● EXERCISE TASKS
1. In the court opinion on the indorsed promissory note, in which court was the action of assumpsit brought?
2. Please resume the court opinion on the indorsed promissory note after its last sentence.

32 Ill. 281 | Ill. | 1863
delivered the opinion of the Court:
This was an action of assumpsit, brought in the Peoria Circuit Court, by the indorsee against the indorser, of a promissory note. There are three counts in the declaration; the first on the note and indorsement, the second averring, in addition, the insolvency of the makers, and the third avers, that since the note was made, the makers had dissolved partnership, and transferred their- remaining property to the defendant, the indorser, with the understanding that he should pay the note. ' That in consideration thereof, after the note became due, and that plaintiffs would forbear suit until the last of June, 1861, the defendant promised to pay the note, by the last of June, with interest at the rate of ten per cent, per annum from the time the note fell due.
The common counts were added. The pleas were the general issue, and specially that when the note fell due the makers were solvent, and with due diligence the money could be had of them, and that the makers had not transferred their property to défendant, nor was there any understanding that defendant should pay the note, nor did he promise to pay it or any part of it.
On these issues the cause went to the jury, and a verdict found for the defendant. A motion for a new trial was made and overruled, and judgment against the plaintiffs for the costs.
We shall notice but one or two of the errors assigned, as the case turns on them.
The first is, the qualification given by the court to the plaintiffs’ third instruction. This instruction as asked was as. follows: A promise by the indorser of a note after due to pay it, amounts tp a waiver of demand and notice and of proof of insolvency of makers. To this the court added: “ Provided . such promise was made with a knowledge of the facts on his part; and also, provided the makers of the note were insolvent at the time of the maturity of the note.”
The defendant in error doubts whether this instruction as asked, is the law, as given after being modified, or refused as asked, and contends, if not law as refused it was properly refused, and if not law as given, the plaintiffs have no right to complain.

● GIVEN INFORMATION
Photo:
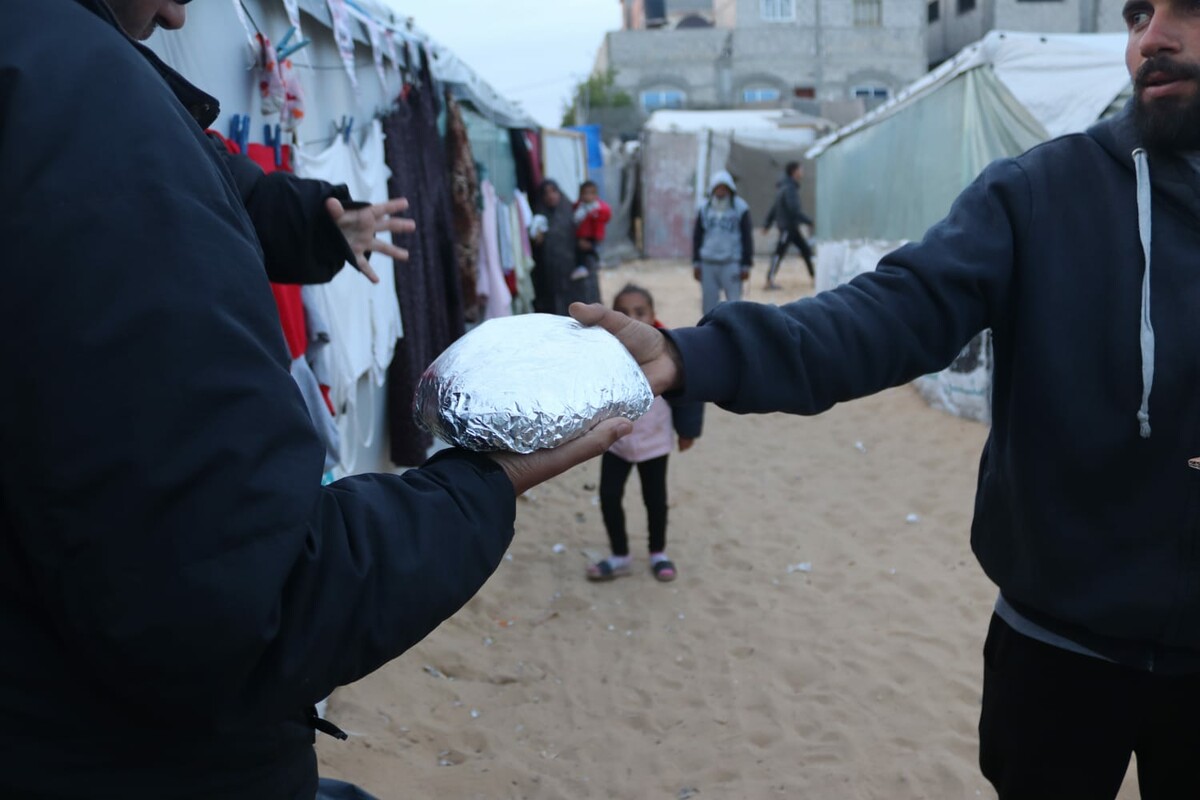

● ANSWERS BY TASK
1. The Peoria Circuit Court.

2.
We think the qualification of the instruction in the last member of it is erroneous, and must have prejudiced the plaintiffs’ cause. Under it, notwithstanding the plaintiffs’ showing, that the promise was made with a full knowledge of the facts, the jury could not find1 for the plaintiffs unless the makers were insolvent.
Now, if the instruction in its original form was not the law, it was the duty of the court either to refuse it altogether, or so to amend it as to make it law, and then give it as amended. If a court undertakes to amend an instruction, it must take care that the instruction when amended declares the law. An instruction given by the court, on its own motion, is quite as influential with the jury, or more so, than one given at the instance of either party, and in either case it must declare the law on the point made.
This instruction, in the last member of the qualifying clause, is not the law, as we understand it, for it is wholly immaterial, when claiming a recovery of an indorser, on the fact of his promise to pay with a knowledge of his release as an indorser, whether the makers were or not insolvent. Their solvency, on the contrary, has nothing to do with the liability imposed upon the indorser, under the circumstances of knowledge, if proved.
It is objected by the plaintiffs in error, that the defendant’s fifth instruction is erroneous.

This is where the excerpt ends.